From the records below, pick out every line containing the word "wall" and copy each one in full.

(Image location labeling entries)
==============================
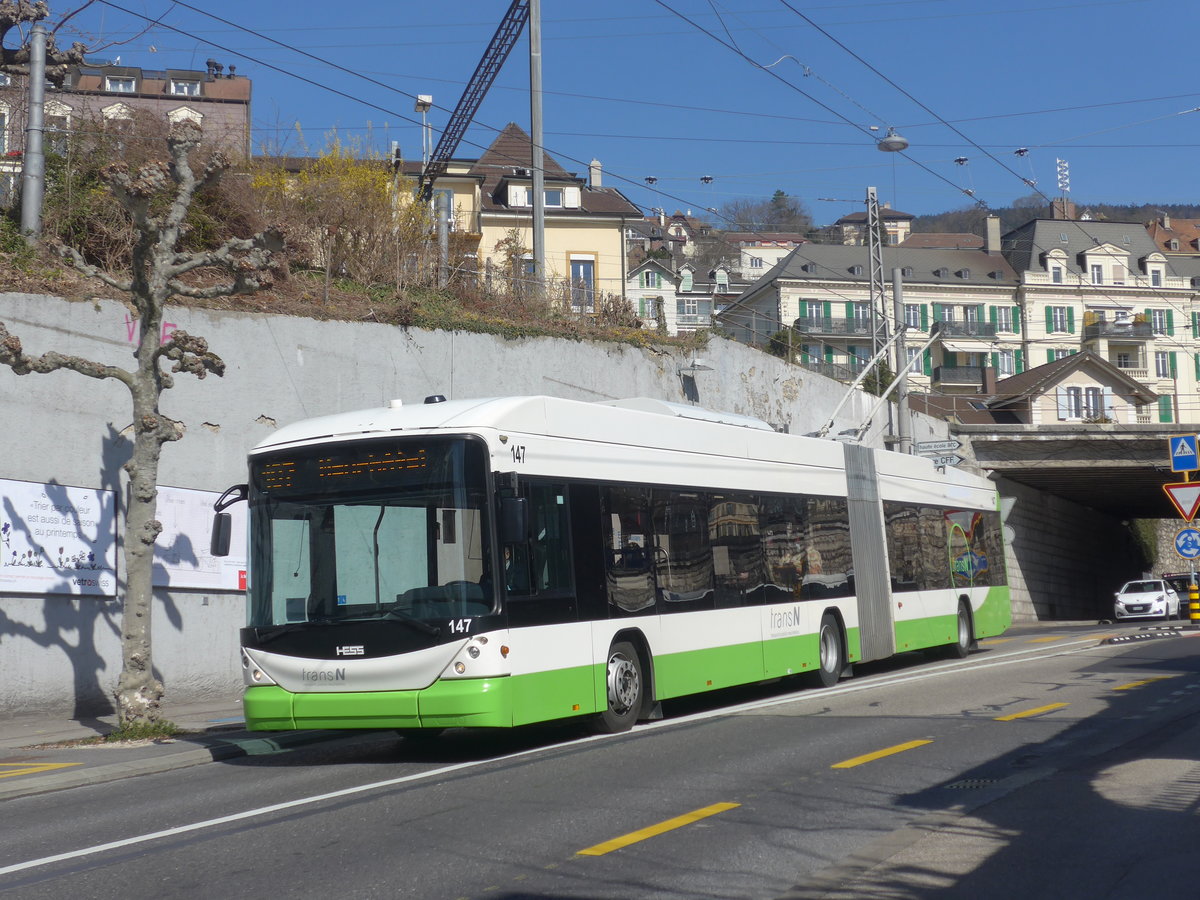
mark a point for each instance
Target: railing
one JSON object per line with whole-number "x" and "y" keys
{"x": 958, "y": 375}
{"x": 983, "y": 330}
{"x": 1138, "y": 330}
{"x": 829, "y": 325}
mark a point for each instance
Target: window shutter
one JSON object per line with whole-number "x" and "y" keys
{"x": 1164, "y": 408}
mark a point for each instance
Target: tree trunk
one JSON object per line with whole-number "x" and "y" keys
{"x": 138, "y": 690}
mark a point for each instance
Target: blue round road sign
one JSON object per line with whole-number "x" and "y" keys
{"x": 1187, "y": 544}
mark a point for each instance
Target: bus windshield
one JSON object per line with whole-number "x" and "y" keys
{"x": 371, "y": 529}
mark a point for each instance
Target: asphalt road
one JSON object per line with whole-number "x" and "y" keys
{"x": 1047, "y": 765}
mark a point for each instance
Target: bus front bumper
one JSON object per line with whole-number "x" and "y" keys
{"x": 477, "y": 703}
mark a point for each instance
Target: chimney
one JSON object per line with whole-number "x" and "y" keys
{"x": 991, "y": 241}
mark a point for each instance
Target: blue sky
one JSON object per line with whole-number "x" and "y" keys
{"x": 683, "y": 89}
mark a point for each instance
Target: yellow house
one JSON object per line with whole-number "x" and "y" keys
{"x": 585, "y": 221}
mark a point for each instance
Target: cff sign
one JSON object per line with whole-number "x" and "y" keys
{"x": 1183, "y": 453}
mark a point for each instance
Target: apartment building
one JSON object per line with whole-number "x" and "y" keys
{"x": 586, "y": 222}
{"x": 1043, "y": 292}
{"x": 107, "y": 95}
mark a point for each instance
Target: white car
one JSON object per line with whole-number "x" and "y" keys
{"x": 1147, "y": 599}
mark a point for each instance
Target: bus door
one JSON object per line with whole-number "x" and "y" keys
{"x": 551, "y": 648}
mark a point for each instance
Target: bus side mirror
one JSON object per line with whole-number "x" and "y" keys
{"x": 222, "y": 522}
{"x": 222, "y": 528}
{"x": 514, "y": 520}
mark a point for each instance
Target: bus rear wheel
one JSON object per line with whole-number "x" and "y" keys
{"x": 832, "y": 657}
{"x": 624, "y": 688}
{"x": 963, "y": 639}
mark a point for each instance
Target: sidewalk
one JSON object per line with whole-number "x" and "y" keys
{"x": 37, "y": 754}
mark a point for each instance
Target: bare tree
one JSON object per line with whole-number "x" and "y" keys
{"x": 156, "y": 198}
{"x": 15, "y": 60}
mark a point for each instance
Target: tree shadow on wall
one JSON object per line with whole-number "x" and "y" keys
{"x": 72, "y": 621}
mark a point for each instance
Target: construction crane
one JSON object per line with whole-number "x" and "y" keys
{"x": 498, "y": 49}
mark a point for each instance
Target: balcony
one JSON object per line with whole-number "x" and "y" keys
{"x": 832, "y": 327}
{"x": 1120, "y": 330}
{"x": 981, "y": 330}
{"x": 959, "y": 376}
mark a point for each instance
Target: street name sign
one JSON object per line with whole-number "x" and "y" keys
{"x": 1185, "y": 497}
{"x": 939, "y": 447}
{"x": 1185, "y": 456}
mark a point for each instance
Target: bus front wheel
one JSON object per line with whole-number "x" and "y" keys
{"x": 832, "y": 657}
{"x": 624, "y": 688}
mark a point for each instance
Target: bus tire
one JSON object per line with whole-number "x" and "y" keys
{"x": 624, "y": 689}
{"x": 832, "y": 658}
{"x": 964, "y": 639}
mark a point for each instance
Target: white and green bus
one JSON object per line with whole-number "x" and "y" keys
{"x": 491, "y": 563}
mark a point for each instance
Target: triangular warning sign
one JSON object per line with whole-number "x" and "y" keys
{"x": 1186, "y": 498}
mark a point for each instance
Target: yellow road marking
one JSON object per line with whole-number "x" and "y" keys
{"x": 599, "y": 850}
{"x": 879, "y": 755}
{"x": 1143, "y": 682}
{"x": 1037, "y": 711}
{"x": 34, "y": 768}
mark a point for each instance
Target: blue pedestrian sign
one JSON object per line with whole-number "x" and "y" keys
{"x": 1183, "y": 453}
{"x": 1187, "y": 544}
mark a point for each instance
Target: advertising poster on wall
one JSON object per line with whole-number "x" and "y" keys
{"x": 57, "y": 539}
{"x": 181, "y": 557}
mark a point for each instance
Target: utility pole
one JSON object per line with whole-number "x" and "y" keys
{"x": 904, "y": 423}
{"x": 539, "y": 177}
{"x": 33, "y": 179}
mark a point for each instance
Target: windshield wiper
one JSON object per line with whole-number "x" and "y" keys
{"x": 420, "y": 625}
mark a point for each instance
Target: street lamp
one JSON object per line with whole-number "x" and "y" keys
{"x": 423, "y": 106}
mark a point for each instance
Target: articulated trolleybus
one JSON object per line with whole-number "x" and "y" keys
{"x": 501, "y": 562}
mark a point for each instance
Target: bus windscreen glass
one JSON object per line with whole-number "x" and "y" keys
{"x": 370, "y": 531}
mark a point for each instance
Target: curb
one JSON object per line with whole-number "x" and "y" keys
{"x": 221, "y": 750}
==============================
Exercise response.
Target: tree shadow on wall
Target: advertising poster on wall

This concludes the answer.